[Begin]
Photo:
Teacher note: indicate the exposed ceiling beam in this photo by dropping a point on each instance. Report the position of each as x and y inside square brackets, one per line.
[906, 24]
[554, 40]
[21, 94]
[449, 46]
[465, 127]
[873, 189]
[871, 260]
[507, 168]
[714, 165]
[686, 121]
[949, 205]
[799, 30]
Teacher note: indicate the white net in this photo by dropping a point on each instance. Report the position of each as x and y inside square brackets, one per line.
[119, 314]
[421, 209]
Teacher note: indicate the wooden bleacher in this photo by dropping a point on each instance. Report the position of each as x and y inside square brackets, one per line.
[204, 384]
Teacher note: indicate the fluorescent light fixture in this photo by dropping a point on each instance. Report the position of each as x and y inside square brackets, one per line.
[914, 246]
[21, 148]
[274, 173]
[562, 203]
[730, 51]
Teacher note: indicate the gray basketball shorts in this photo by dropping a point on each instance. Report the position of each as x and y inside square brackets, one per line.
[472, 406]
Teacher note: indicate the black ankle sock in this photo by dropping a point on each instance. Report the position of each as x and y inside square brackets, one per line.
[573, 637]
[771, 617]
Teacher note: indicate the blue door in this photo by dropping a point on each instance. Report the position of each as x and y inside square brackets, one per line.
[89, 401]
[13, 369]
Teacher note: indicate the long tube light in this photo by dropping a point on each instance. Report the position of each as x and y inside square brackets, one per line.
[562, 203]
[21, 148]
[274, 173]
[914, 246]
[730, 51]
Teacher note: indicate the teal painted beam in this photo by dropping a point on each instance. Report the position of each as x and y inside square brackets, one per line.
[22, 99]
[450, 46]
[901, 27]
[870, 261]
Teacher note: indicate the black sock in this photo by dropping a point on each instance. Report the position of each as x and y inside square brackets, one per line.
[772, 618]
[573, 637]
[End]
GOAL OF THE EXERCISE - Rewrite the listing above, replacing every occurrence of "dropping a point" with "placing a marker" and changing nothing else.

OUTPUT FOR THIS EXERCISE -
Photo:
Teacher note: indicate the exposed ceiling beam in this photo by placing a marker on each instance. Report the position of each as x and y inside square brackets, one per line.
[906, 24]
[554, 40]
[21, 94]
[449, 46]
[465, 127]
[873, 189]
[871, 260]
[507, 168]
[714, 165]
[686, 121]
[949, 205]
[799, 30]
Teacher note: indicate the white net in this photo by placing a marker on each instance. Report the position of each as x and y inside square brackets, one per line.
[119, 314]
[421, 209]
Teacher note: indicate the wooden bleacher in this photo by placing a marker on each instance. Report the position of each as x and y inside square brackets, one per line.
[204, 384]
Teacher note: indicate the fluorescent light fixture in this photo by placing a marker on each instance. Report the position of each as x and y inside square brackets, one per line.
[914, 246]
[21, 148]
[274, 173]
[562, 203]
[730, 51]
Teacher note: indicate the gray basketball shorts in this photo by placing a marker on each instance. Report the position of each as x and y inside square brackets, one per line.
[472, 406]
Teacher note: indicate the black ankle sock in this photo by placing a marker on each instance. Report the position of each as x and y inside square brackets, one per line.
[573, 637]
[771, 617]
Teacher note: indicate the blue door in this photo by placing a marker on each instance. Report the position of each as x and y inside square brackets, one per line.
[89, 401]
[13, 369]
Teacher note: indicate the long tube light in this photo by placing a marker on each instance. Report the position of each as x and y inside square brackets, one per line.
[562, 203]
[21, 148]
[274, 173]
[914, 246]
[730, 51]
Teacher note: indicate the teal painted beam in this photo by placing a marker on each instance. Report the position of each as x and y inside square brackets, one per line.
[22, 99]
[450, 46]
[901, 27]
[870, 261]
Teacher note: indicate the black sock in this photo by placing a marker on each instance. Report the position of each as x and y inside square brackets, one per line.
[772, 618]
[573, 637]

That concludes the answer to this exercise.